THE PROBLEM
Change every "keypoint" in the material below to "marker" and give the lines back with nothing else altered. Leave the pictures out.

··· PROVIDED INFORMATION ···

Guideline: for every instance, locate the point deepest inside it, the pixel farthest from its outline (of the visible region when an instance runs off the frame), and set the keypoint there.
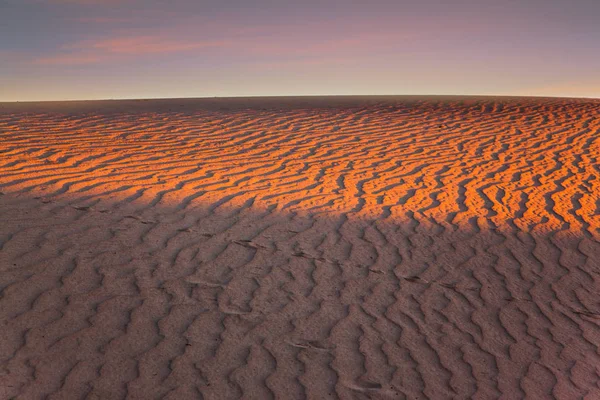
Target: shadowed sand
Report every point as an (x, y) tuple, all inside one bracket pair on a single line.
[(300, 248)]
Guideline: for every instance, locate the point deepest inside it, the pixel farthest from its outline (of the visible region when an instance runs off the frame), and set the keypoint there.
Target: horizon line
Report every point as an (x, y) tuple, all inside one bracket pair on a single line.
[(300, 96)]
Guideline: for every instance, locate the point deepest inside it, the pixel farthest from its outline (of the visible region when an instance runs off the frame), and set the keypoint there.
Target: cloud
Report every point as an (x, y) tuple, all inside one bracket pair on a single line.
[(97, 51)]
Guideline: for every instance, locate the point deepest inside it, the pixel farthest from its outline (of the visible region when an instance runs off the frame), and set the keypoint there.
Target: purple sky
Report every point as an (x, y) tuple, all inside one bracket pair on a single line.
[(97, 49)]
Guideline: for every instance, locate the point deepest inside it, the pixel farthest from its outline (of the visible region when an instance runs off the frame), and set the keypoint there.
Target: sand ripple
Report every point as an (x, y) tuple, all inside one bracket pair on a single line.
[(349, 248)]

···

WORKED SOLUTION
Guideline: for every instance, locate the point deepest inside it, the pixel farthest from its outline (of the visible region when an instance runs off the frame), and set the marker there.
Target: shadowed sand
Report every point as an (x, y) tuple, all inside one bracket pair on a single line.
[(300, 248)]
Guideline: for every instance, locate the point deepest inside it, the pixel farthest from its outline (of the visible region when an instance runs off the frame), and set the marker there.
Target: horizon line
Report every point as an (x, y) tuple, all inside one bracket pair on a single line.
[(300, 96)]
Guideline: for every instance, locate the point deepest inside it, the pixel farthest from its outline (of the visible region when an instance runs off the frame), and set the marker there.
Target: cloud
Report every point as an (x, y) tuple, all inside one bracket pair on a single line.
[(97, 51)]
Guideline: for every instance, locate the point deepest inside it, the pixel farthest from its outline (of the visible region when an instance runs off the frame), and set the marker there.
Target: purple sky
Report every point as an (x, y) tuple, all inside one bracket pair on a single line.
[(97, 49)]
Guideline: for every instance, locate the point deepest inside it, the pixel farthest from its outline (of the visible region when an instance runs off the frame), and set the marker there.
Target: sand ripple
Report every point as an (x, y) tuple, all inside one bracket pair on a single line.
[(349, 248)]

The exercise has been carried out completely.